• [Problem requirements]: Copy out every line of the data below without any alteration, leaving out the pictures.

• [Items]:
"""
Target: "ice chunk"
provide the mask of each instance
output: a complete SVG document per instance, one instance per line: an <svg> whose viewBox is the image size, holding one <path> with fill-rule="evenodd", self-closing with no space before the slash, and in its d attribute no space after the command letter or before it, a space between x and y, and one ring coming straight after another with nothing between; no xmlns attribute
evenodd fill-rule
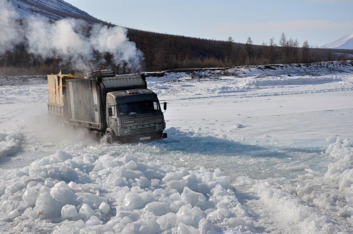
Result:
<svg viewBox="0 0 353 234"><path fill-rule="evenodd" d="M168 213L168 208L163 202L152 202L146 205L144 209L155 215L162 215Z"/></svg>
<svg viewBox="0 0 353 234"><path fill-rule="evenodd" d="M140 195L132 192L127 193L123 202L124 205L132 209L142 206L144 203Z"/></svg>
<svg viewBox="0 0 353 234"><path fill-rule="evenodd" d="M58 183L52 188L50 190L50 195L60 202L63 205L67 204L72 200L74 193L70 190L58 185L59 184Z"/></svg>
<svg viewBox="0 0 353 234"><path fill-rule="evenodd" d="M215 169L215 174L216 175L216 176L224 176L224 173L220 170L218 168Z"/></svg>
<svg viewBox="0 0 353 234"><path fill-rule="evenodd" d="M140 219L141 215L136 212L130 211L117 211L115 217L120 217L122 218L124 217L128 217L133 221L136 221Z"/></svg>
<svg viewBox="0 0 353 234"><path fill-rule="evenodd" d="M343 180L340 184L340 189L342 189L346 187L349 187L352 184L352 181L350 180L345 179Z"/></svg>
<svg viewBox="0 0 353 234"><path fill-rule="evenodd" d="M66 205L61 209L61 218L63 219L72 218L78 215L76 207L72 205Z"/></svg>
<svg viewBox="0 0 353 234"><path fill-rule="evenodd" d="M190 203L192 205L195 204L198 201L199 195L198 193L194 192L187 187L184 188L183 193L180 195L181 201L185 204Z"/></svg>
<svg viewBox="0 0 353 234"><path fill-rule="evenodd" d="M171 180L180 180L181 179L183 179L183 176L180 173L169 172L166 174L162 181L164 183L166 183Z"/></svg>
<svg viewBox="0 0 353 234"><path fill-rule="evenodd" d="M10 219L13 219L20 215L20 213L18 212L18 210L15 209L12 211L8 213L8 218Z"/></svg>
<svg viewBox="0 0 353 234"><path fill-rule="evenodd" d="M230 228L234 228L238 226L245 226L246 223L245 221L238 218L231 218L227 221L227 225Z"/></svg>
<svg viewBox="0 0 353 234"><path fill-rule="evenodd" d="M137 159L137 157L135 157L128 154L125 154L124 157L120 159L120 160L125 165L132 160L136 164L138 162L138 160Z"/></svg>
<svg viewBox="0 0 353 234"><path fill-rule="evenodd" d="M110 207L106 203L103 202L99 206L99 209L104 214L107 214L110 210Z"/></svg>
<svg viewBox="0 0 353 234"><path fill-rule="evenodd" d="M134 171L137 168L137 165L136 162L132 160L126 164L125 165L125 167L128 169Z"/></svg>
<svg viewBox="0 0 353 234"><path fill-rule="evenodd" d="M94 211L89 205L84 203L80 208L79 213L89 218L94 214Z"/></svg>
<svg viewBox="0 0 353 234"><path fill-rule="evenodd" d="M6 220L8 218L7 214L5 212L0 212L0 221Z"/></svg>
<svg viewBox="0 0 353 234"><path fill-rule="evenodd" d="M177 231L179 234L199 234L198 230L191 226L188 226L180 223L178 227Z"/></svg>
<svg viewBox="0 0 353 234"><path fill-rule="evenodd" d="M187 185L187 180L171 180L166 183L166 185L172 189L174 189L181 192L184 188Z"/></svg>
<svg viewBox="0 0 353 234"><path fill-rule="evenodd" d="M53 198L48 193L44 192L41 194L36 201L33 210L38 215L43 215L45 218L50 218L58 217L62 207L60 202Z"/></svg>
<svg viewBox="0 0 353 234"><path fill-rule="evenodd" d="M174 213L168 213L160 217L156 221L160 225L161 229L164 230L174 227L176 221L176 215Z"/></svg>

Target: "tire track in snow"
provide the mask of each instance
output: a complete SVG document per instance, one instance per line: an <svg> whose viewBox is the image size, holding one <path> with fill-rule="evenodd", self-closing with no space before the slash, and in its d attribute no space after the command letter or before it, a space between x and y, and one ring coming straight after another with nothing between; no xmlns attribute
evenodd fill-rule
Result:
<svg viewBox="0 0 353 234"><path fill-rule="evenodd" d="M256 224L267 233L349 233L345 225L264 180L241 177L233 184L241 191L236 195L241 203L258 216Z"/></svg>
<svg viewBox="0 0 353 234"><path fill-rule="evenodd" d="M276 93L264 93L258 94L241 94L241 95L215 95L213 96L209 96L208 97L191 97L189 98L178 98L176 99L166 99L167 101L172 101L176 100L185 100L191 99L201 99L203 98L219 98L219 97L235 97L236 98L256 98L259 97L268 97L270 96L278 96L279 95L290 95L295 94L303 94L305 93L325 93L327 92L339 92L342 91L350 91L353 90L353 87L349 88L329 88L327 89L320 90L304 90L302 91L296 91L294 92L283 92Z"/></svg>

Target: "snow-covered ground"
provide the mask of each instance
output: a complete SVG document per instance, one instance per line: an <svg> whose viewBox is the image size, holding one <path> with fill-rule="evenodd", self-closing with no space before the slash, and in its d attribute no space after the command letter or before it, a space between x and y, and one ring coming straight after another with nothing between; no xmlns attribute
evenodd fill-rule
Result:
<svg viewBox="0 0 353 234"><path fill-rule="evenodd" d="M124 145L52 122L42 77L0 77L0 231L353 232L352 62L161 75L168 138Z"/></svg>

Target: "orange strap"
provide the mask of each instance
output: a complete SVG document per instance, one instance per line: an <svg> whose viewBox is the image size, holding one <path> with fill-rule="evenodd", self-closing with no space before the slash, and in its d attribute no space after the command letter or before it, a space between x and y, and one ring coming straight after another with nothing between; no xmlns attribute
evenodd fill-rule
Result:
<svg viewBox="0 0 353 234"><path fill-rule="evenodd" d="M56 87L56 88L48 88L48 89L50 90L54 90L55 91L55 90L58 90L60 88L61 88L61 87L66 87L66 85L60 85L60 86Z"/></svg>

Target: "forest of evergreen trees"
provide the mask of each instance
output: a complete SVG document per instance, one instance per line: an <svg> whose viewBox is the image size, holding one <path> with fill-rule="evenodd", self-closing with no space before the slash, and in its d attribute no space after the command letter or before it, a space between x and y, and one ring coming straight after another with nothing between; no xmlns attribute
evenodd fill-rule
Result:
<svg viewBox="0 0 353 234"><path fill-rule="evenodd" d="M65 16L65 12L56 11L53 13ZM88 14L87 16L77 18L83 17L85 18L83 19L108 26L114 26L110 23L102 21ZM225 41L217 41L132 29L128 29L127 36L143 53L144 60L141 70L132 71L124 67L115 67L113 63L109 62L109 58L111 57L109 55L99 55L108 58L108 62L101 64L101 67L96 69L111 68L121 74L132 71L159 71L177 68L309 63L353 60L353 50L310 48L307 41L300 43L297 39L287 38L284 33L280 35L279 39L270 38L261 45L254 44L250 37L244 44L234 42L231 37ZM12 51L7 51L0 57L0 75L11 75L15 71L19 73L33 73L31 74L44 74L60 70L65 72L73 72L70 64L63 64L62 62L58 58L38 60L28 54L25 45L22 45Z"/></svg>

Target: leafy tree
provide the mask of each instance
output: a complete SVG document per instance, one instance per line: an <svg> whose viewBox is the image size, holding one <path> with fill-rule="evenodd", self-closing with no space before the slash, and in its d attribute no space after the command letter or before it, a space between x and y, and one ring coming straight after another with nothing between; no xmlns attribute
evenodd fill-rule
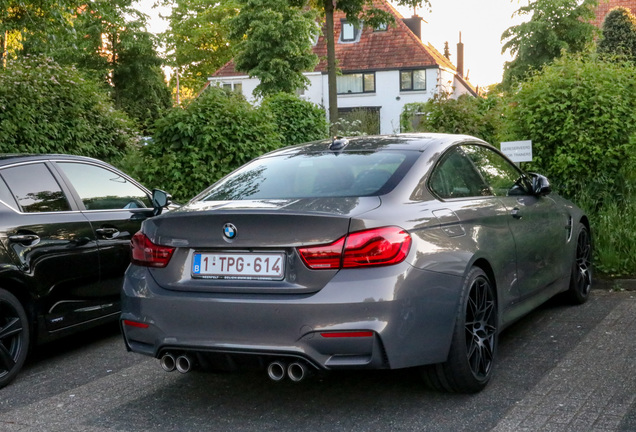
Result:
"""
• [Full solution]:
Target: "ice chunk"
provide the mask of each instance
output: a complete SVG document per instance, one instance per line: an <svg> whose viewBox is the image size, holding one <path> with fill-rule="evenodd", self-closing with no space before the slash, and in its d attribute no space after the command letter or before it, a space between x and y, and one ring coming straight after another with nothing between; no xmlns attribute
evenodd fill-rule
Result:
<svg viewBox="0 0 353 234"><path fill-rule="evenodd" d="M168 213L168 208L163 202L152 202L146 205L144 209L155 215L162 215Z"/></svg>
<svg viewBox="0 0 353 234"><path fill-rule="evenodd" d="M140 195L132 192L127 193L123 202L124 205L132 209L142 206L144 203Z"/></svg>
<svg viewBox="0 0 353 234"><path fill-rule="evenodd" d="M58 183L52 188L50 190L50 195L60 202L63 205L67 204L72 200L74 193L70 190L58 185L59 184Z"/></svg>
<svg viewBox="0 0 353 234"><path fill-rule="evenodd" d="M215 169L215 174L216 175L216 176L224 176L224 173L220 170L218 168Z"/></svg>
<svg viewBox="0 0 353 234"><path fill-rule="evenodd" d="M140 219L141 215L136 212L130 211L117 211L115 217L120 217L122 218L124 217L128 217L133 221L136 221Z"/></svg>
<svg viewBox="0 0 353 234"><path fill-rule="evenodd" d="M343 180L340 184L340 189L342 189L346 187L349 187L352 184L352 181L350 180L345 179Z"/></svg>
<svg viewBox="0 0 353 234"><path fill-rule="evenodd" d="M66 205L61 209L61 218L63 219L72 218L78 215L76 207L72 205Z"/></svg>
<svg viewBox="0 0 353 234"><path fill-rule="evenodd" d="M190 203L192 205L195 204L198 201L199 195L198 193L194 192L187 187L184 188L183 193L180 195L181 201L185 204Z"/></svg>
<svg viewBox="0 0 353 234"><path fill-rule="evenodd" d="M171 180L180 180L181 179L183 179L183 176L180 173L169 172L166 174L162 181L164 183L166 183Z"/></svg>
<svg viewBox="0 0 353 234"><path fill-rule="evenodd" d="M10 219L13 219L20 215L20 213L18 212L18 210L15 209L12 211L8 213L8 218Z"/></svg>
<svg viewBox="0 0 353 234"><path fill-rule="evenodd" d="M230 228L234 228L238 226L245 226L246 223L245 221L238 218L231 218L227 221L227 225Z"/></svg>
<svg viewBox="0 0 353 234"><path fill-rule="evenodd" d="M137 159L137 157L135 157L128 154L125 154L124 157L120 159L120 160L125 165L132 160L136 164L138 162L138 160Z"/></svg>
<svg viewBox="0 0 353 234"><path fill-rule="evenodd" d="M110 207L106 203L103 202L99 206L99 209L104 214L107 214L110 210Z"/></svg>
<svg viewBox="0 0 353 234"><path fill-rule="evenodd" d="M134 171L137 168L137 165L136 162L132 160L126 164L125 165L125 167L128 169Z"/></svg>
<svg viewBox="0 0 353 234"><path fill-rule="evenodd" d="M94 211L89 205L84 203L80 208L79 213L89 218L94 214Z"/></svg>
<svg viewBox="0 0 353 234"><path fill-rule="evenodd" d="M6 220L8 218L7 214L5 212L0 212L0 221Z"/></svg>
<svg viewBox="0 0 353 234"><path fill-rule="evenodd" d="M177 231L179 234L199 234L198 230L191 226L188 226L180 223L178 227Z"/></svg>
<svg viewBox="0 0 353 234"><path fill-rule="evenodd" d="M187 185L187 180L171 180L166 183L166 185L172 189L174 189L181 192L184 188Z"/></svg>
<svg viewBox="0 0 353 234"><path fill-rule="evenodd" d="M53 198L48 193L44 192L41 194L36 201L33 210L38 215L43 215L45 218L50 218L58 217L62 207L60 202Z"/></svg>
<svg viewBox="0 0 353 234"><path fill-rule="evenodd" d="M174 213L168 213L160 217L156 221L160 225L161 229L164 230L174 227L176 221L176 215Z"/></svg>

Target: "tire track in snow"
provide the mask of each instance
output: a complete SVG document per instance, one instance per line: an <svg> whose viewBox is the image size, holding one <path> with fill-rule="evenodd", self-closing with no space before the slash, and in its d attribute no space after the command letter or before it, a space between x and y, and one ring coming straight after another with nothing between; no xmlns attribute
evenodd fill-rule
Result:
<svg viewBox="0 0 353 234"><path fill-rule="evenodd" d="M256 224L267 233L349 233L345 225L264 180L241 177L233 184L241 191L236 195L241 203L258 216Z"/></svg>
<svg viewBox="0 0 353 234"><path fill-rule="evenodd" d="M276 93L264 93L258 94L241 94L241 95L215 95L213 96L209 96L208 97L191 97L189 98L178 98L176 99L166 99L167 101L172 101L176 100L185 100L191 99L201 99L203 98L219 98L219 97L235 97L236 98L256 98L259 97L268 97L270 96L278 96L279 95L290 95L295 94L303 94L305 93L325 93L327 92L339 92L342 91L350 91L353 90L353 87L349 88L329 88L327 89L320 90L304 90L302 91L296 91L294 92L283 92Z"/></svg>

Target: "snow-covered ground"
provide the mask of each instance
output: a complete SVG document per instance, one instance per line: an <svg> whose viewBox is the image size, holding one <path> with fill-rule="evenodd", self-closing with no space before the slash, and in its d attribute no space after the command letter or before it, a space between x and y, and one ring coming straight after another with nothing between; no xmlns attribute
evenodd fill-rule
Result:
<svg viewBox="0 0 353 234"><path fill-rule="evenodd" d="M124 145L52 122L42 77L0 77L0 231L353 232L352 62L161 75L168 138Z"/></svg>

Target: "orange strap"
provide the mask of each instance
output: a complete SVG document per instance, one instance per line: an <svg> whose viewBox is the image size, holding one <path> with fill-rule="evenodd", self-closing with no space before the slash, and in its d attribute no space after the command letter or before it, a space between x and y, and one ring coming straight after another with nothing between; no xmlns attribute
evenodd fill-rule
Result:
<svg viewBox="0 0 353 234"><path fill-rule="evenodd" d="M56 87L56 88L48 88L48 89L50 90L54 90L55 91L55 90L58 90L60 88L61 88L61 87L66 87L66 85L60 85L60 86Z"/></svg>

Target: "forest of evergreen trees"
provide the mask of each instance
output: a complete SVG document per instance, one instance per line: an <svg> whose viewBox is the image size, holding one <path> with fill-rule="evenodd", self-closing with no space before the slash, and in its d attribute no space after the command letter or before it, a space between x and y, and one ring coming straight after another with nothing between; no xmlns attribute
evenodd fill-rule
Result:
<svg viewBox="0 0 353 234"><path fill-rule="evenodd" d="M65 16L65 12L56 11L53 13ZM88 14L87 16L77 18L83 17L85 18L83 19L108 26L114 26L110 23L102 21ZM225 41L217 41L132 29L128 29L127 36L143 53L144 60L141 70L132 71L124 67L115 67L113 63L109 62L109 58L111 57L109 55L99 55L108 58L108 62L101 64L101 67L96 69L111 68L121 74L132 71L159 71L177 68L309 63L353 60L353 50L310 48L307 41L300 43L297 39L287 38L284 33L280 35L279 39L270 38L261 45L254 44L250 37L244 44L234 42L231 37ZM12 51L7 51L0 57L0 75L11 75L15 71L19 73L33 73L31 74L44 74L60 70L65 72L73 72L70 64L63 64L62 62L58 58L38 60L28 54L25 45L22 45Z"/></svg>

Target: leafy tree
provide the mask of each instance
output: a complete SVG document per instance, one instance per line: an <svg> whose viewBox is the image size, holding one <path> with fill-rule="evenodd", self-closing with no space before the slash, and in its d attribute no space after the command letter or before it, a space between x and y, and one ring coming straight after another with nothing between; no xmlns attribute
evenodd fill-rule
Result:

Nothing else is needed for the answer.